--- Records shown Enclosed Below ---

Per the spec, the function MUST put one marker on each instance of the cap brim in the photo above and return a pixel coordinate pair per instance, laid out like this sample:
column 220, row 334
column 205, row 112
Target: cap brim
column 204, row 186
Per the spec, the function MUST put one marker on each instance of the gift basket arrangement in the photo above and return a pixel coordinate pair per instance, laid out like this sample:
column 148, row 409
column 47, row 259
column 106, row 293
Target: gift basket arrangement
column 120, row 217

--- End of Enclosed Records shown ---

• _Goal of the exercise_
Exactly as they appear, retype the lines from the start of the records through the line containing "column 205, row 112".

• _Answer space_
Per the spec, the function MUST put one marker on each instance of the cap brim in the photo above and return a pixel coordinate pair per instance, laid out like this sample:
column 220, row 334
column 205, row 112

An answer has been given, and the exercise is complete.